Some Movies to See This Weekend, July 17, 2015

Again, it's a fairly eclectic week at the movies. Each film represents a different genre, although each promises a good amount of comedy, too. Hopefully one is funnier than the others, given that it's made by comedians, but you get the idea. Let's take a look at what's awaiting us at the theater.



Ant-Man
Director: Peyton Reed
Writers: Edgar Wright, Joe Cornish, Adam McKay, Paul Rudd
Starring: Paul Rudd, Michael Douglas, Evangeline Lilly



Ant-Man, particularly this iteration of the character, is not one of Marvel's premier characters. The original Ant-Man in the comic books, Hank Pym (played as an elderly man here by Michael Douglas), literally grew up to be other characters with code names like Giant Man, Goliath, Yellow Jacket, and probably more I'm forgetting because who needs to research things they spent reading faithfully 20 years ago? Pym does some messed up stuff in the comic books, which is probably why the studio decided to go with a lesser known incarnation of the masked hero.

Anyway, the Scott Lang character Paul Rudd plays here is not the guy I read about in The Avengers as a kid. He's a thief who's in jail, but Pym needs him for some corporate espionage, so he bails and/or breaks him out. This makes Ant-Man the heist movie in Marvel's ongoing love affair with things outside the straightforward "superhero" genre (Captain America: The Winter Soldier was a spy thriller, Guardians of the Galaxy a space opera, etc.). The people involved are immensely talented, and while it's still a disappointment original director Edgar Wright (Shawn of the Dead, The World's End) left the project, there appears to be a good chunk of his zany voice left in its DNA.

**RECORD SET:**
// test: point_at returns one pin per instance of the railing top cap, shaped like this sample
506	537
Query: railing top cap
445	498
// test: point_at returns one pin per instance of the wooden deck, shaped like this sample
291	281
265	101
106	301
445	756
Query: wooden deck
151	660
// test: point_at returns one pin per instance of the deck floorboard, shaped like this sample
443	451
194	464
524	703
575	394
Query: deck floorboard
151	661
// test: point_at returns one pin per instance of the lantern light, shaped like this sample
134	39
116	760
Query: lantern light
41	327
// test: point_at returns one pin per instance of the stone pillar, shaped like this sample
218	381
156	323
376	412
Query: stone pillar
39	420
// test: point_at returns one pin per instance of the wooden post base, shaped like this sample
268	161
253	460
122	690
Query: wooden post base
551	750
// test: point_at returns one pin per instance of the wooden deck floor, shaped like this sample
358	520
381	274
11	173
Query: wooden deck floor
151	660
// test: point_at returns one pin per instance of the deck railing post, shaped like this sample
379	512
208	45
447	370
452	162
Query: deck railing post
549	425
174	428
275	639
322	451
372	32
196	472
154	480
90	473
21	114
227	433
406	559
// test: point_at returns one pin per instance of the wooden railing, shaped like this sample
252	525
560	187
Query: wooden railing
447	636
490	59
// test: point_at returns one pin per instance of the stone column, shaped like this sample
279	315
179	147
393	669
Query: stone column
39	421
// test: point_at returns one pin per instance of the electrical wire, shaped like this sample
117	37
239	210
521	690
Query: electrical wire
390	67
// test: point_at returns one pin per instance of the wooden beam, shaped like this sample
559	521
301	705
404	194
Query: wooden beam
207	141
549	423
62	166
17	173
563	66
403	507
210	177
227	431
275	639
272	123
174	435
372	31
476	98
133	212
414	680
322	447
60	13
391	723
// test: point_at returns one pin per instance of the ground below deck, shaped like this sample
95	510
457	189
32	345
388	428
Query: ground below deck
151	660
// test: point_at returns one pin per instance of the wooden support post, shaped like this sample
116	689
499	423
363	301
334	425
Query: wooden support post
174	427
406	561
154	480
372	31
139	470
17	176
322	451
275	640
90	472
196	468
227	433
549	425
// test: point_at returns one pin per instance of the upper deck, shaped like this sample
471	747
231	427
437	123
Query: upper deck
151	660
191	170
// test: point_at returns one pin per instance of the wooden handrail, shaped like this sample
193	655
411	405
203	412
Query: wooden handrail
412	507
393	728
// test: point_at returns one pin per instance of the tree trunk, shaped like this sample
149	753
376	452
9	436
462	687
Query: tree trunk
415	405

**WORK TO BE COMPLETED:**
According to the weekend movie roundup, what genre does Ant-Man represent among Marvel's films?

**SOLUTION TO THE PROBLEM:**
It is Marvel's heist movie.